Приведённый текст
════════
Справа автор, слева — друг по армии и плену Борис Либис из Винницы. Он погиб в лагере «Шталаг 311–11 С» летом 1942 года в Германии.

г. Двинске (Латвия) в 1940 году

Родился я в 1920 году, когда остатки обескровленной Белой армии покидали Россию, а над страной заалело красное знамя мирового коммунизма.

Жил я тогда в небольшом городке с хорошо развитой текстильной промышленностью. Отец был служащий. Мать по слабости здоровья не работала. Жизни, лучшей чем в Советском Союзе, я не знал, а о прежней жизни слышал только вздохи матери, которая часто, подойдя к шкафу с посудой, среди которой находилась маленькая деревянная иконка, начинала молиться, прижимая платок к глазам…

Не прошло и года, как умерла сестра от гнойного аппендицита, ей было всего десять лет, ее смерть унесла в могилу кусочек уюта нашей семьи.

В том же году папу лишили партийного билета, за правый уклон, тогда же со стены над папиным письменным столом сняли портрет Плеханова, висевший вместе с портретом Молотова. Когда я спроси маму: почему сняли только один портрет, она ответила: достаточно висеть только Молотову.

Этот год, исключение папы из партии, я особенно хорошо помню: не стало друзей, пища ухудшилась, мы с младшей сестренкой лишились сладостей и игрушек. Летом 1933 года, мама с младшей сестрой уехала в Ленинград, к родителям, а меня отправили в деревню к дедушке, где я пробыл все лето. В августе приехал папа и взял меня в город, я должен был поступить в 6-й класс. Папа очень изменился, одет был в гражданскую одежду, которая его старила и висела на нем как на вешалке, отпустил усы, изменившие его лицо.
════════
Предоставленные записи
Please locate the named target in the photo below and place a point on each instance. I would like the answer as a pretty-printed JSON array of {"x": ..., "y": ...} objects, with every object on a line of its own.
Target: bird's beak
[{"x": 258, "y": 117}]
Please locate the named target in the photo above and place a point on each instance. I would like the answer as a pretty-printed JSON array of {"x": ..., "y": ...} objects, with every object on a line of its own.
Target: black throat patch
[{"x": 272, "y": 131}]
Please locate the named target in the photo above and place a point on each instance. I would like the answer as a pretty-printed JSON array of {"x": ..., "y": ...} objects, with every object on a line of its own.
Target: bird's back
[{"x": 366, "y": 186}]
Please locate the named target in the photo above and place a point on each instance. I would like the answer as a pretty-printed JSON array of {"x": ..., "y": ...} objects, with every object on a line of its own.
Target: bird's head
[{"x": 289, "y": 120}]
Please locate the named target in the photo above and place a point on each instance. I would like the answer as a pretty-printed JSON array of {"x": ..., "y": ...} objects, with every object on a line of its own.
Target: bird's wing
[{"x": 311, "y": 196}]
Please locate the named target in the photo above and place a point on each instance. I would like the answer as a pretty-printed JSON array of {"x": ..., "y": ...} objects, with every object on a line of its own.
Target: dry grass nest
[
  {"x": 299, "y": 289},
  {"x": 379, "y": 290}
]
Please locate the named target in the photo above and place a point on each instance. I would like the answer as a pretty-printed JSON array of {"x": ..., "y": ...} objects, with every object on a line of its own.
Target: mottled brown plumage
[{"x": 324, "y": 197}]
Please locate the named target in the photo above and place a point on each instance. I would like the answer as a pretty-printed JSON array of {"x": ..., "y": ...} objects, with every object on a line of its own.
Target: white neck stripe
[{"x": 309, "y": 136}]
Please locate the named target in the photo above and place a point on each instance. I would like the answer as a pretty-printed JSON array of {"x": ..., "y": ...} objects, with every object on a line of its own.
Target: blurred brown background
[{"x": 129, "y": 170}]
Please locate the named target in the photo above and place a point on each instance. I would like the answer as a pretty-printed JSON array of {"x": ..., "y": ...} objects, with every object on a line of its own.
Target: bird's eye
════════
Что сделать
a – Ответьте по приведённому тексту:
(i) В каком году родился автор?
(ii) Где и когда погиб Борис Либис?
(iii) За что отца лишили партийного билета?
b – Приведите все строки записей, в которых есть строка «bird», с учётом регистра.

Готовые решения
a –
(i) В 1920 году.
(ii) В лагере «Шталаг 311–11 С» в Германии, летом 1942 года.
(iii) За правый уклон.

b –
Target: bird's beak
Target: bird's back
Target: bird's head
Target: bird's wing
Target: bird's eye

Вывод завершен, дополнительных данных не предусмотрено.